## Отрывок для чтения
# # # #
Третья глава знакомит нас с внутреннею жизнью комендантского домика и со всеми главными обитателями Белогорской крепости — одной из тех наивных, совсем не страшных «фортеций», на которые пали первые удары Пугачева. Эта глава насквозь пропитана комично-патриархальною служебною идиллией и является как бы ироническим ответом на ожидание старого Гринева относительно плодотворности суровой военной службы на окраине государства. Вместо нее мы видим какую-то безобидно-кукольную игру престарелого капитана Миронова в солдатики и никем не оспариваемое бабье управление крепостью, захваченное в свои руки энергичною Бавкидою этого Филемона. Белогорская фортеция, с ее мизерным гарнизоном, состоящим из никуда не годных инвалидов, и с ее плутоватыми, мятежными казаками, уж, конечно, не могла дать отпора пугачевскому мятежу. Она могла противопоставить ему лишь героизм отдельных личностей и их нелицемерную верность долгу даже до смерти, и только, но вот этот-то героизм и имел впоследствии на молодого Гринева то великое воспитательное влияние, которого добивался старый Гринев для своего сына.

Первые три главы составляют как бы отрывочный характер. Значение каждого слова, каждой подробности первых трех глав выясняется лишь мало-помалу из дальнейших глав.

Четвертая и пятая главы («Поединок» и «Любовь») составляют отдельную, в себе замкнутую часть романа — рассказ о сближении Гринева с Марьей Ивановной, о зависти и ревности Швабрина, о дуэли из-за капитанской дочки, о сватовстве Гринева, о несогласии Андрея Петровича на задуманный сыном брак и о других, по-видимому, непреодолимых препятствиях к благополучной развязке романа двух молодых людей.
# # # #
## Предоставленные строки

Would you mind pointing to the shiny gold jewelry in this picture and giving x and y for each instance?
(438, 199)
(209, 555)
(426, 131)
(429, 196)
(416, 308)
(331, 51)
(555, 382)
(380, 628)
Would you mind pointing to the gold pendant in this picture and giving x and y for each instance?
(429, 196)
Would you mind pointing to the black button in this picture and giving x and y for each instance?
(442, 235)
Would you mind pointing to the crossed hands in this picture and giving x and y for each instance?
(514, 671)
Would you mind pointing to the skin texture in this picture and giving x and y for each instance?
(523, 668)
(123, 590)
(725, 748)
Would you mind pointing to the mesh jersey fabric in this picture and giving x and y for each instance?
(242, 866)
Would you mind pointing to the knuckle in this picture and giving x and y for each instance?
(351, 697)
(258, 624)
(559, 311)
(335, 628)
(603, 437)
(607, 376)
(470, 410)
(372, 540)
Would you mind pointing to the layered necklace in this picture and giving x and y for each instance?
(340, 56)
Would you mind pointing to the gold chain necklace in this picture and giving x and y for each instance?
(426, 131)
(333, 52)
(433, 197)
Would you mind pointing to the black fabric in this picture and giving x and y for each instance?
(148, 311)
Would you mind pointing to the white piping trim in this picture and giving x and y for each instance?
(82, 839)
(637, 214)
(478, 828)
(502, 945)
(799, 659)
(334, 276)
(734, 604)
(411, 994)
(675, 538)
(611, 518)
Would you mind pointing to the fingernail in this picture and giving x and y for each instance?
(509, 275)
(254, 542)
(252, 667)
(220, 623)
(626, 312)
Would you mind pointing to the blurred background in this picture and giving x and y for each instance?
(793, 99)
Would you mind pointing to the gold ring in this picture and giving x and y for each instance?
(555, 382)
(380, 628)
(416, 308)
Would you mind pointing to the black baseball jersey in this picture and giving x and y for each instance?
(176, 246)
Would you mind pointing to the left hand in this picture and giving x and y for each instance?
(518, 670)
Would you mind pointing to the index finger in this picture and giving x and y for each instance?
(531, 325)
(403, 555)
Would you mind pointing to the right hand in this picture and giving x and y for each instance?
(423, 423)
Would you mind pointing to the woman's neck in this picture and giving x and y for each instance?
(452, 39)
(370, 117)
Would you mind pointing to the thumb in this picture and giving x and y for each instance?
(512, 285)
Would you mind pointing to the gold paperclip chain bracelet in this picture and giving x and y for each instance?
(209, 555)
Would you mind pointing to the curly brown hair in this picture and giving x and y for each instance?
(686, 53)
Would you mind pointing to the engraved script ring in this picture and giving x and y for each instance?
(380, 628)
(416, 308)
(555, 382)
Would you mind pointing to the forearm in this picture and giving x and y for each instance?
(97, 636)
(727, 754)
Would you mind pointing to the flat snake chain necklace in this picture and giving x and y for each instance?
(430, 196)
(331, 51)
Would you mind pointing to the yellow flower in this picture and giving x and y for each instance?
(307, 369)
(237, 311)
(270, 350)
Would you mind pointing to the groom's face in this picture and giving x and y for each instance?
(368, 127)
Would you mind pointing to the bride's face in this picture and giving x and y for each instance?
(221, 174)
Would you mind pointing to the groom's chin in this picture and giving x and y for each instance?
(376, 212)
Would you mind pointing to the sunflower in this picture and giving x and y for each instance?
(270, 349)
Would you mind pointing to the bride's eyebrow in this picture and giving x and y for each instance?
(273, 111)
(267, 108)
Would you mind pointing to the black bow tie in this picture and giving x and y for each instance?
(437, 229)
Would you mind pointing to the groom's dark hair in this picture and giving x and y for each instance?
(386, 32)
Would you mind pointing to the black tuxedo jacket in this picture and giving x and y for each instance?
# # # #
## Части задания
(a) Преобразуйте в JSON-список строк часть строк данных: начните со строки, где есть «Would you mind pointing to the bride's eyebrow», и дойдите до конца строк данных. На каждую строку должен приходиться один элемент, пустые строки пропустите.
(b) Как продолжится отрывок о главах романа про Гринева и Белогорскую крепость после того места, где он обрывается?
Отрывок и строки между собой никак не связаны.

## Ответы
(a)
[
  "Would you mind pointing to the bride's eyebrow in this picture and giving x and y for each instance?",
  "(273, 111)",
  "(267, 108)",
  "Would you mind pointing to the black bow tie in this picture and giving x and y for each instance?",
  "(437, 229)",
  "Would you mind pointing to the groom's dark hair in this picture and giving x and y for each instance?",
  "(386, 32)",
  "Would you mind pointing to the black tuxedo jacket in this picture and giving x and y for each instance?"
]

(b)
Из этих глав мы уже хорошо узнаем и возвышенную, любящую натуру Марьи Ивановны, и низкий нрав Швабрина, и благородный, пылкий нрав молодого Гринева. Тут же, попутно, дорисовывается своеобразный быт старосветских обитателей Белогорской крепости, причем каждая мелочь повествования носит отпечаток гениальности. Простодушные и грубоватые, но, в сущности, верные и меткие рассуждения Ивана Игнатьича о поединках, расправа Василисы Егоровны с провинившимися офицерами, любовные стишки Гринева в тредияковском стиле, письмо его отца к Савельичу и простодушный ответ последнего — все это верх совершенства по глубокому пониманию действительности, по колоритности языка и по светлому, чисто пушкинскому юмору. Превосходны также и все те сцены, в которых участвует Марья Ивановна. Все ее слова и действия так и дышат чарующею прелестью непорочной души.

«Дух мой упал, — говорит Гринев в конце пятой главы. — Я боялся или сойти с ума, или удариться в распутство. Неожиданные происшествия, имевшие важное влияние на всю мою жизнь, дали вдруг моей душе сильное и благое потрясение».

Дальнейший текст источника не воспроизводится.